BEGIN
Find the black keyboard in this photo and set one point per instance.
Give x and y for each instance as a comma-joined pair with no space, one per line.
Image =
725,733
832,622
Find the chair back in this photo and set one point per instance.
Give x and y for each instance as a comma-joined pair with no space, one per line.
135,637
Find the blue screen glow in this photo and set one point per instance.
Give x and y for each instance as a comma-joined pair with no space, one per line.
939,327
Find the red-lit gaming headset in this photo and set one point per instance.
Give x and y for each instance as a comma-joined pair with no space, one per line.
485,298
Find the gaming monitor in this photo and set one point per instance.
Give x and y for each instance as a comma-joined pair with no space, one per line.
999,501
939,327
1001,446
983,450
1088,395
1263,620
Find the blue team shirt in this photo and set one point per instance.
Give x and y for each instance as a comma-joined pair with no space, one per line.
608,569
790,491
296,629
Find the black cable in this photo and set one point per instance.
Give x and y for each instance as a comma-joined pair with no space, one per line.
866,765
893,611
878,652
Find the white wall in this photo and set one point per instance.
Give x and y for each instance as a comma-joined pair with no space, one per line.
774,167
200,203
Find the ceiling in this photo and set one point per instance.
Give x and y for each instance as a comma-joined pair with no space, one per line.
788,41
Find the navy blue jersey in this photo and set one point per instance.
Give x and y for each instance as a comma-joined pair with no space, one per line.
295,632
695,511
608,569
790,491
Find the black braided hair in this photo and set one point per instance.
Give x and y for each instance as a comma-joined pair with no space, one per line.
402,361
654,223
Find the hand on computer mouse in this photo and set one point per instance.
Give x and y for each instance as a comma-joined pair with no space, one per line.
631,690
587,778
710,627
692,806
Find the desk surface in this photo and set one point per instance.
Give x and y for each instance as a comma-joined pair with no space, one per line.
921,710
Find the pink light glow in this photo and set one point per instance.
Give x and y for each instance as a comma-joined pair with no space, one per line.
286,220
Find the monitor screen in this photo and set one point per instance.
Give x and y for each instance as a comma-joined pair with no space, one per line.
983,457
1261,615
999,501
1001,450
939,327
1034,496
END
• Exercise directions:
Write out all of the records above exactly as they appear.

• Response area:
Find the black keyboard in this photo and set one point per instance.
Give x and y for each instance as a comma-joined pair with no space, one per line.
Image =
725,733
832,622
Find the chair back in this photo and set one point per instance.
Give x and y for each instance as a comma-joined pair with no space, one per line.
135,637
Find the blue screen glow in this photo and set one point per instance.
Give x and y for each instance as a comma-joined pair with no space, one per line.
939,327
Find the red-lit gaming headset in this photo and set one point per instance.
Give x and y for each instance as a comma-joined pair with no space, one per line.
485,298
Find the gaming monitor in this photo and set one point per instance.
Give x and y for each instance as a comma-joined pair with no space, one per line.
999,501
939,327
1001,446
983,450
1088,395
1263,620
Find the blue team shirt in this photo and set one point per instance.
Give x and y for each instance as a comma-joined pair with no space, one per line.
608,569
790,491
296,629
Find the black cable in this photo and set one point per instance.
Give x and y for each instance as a comma-joined pair with no space, one per line.
866,765
893,611
878,652
Find the white wall in this photo and set one point per instance.
Give x and y for each instance as a comma-joined pair with no space, one per line.
774,167
200,203
Find the ceiling in this photo and set one point per instance.
Give x and y for each instance as a comma-joined pair with no space, one per line.
788,41
Find the navy blue jersey in this photo and set one point per instance.
Give x and y for each instance as a comma-joined pair with no space, one per line.
295,632
695,511
608,569
790,491
Find the black braided hair in this photo and set one point per instance.
Give x and y for each instance as a comma-joined pair with no space, one per line.
402,361
654,223
Find the hand on computer mouse in this photo and set one point per instance.
Give x and y for each instance as a comma-joined pair with no space, one per line.
631,690
587,778
710,627
692,806
Find the desk surface in this photo and set one point per instance.
Give x and y for each instance as a comma-joined pair with no space, one per line.
921,710
Find the pink light glow in this photo and set one point per instance.
Give x and y for each instance as a comma-joined pair with no space, one per line.
286,220
Find the monitor screen in this photo and set one point per instance.
Give x and y for each instance as a comma-joined pair with no space, one per line.
983,457
1261,615
999,501
1001,450
939,327
1034,496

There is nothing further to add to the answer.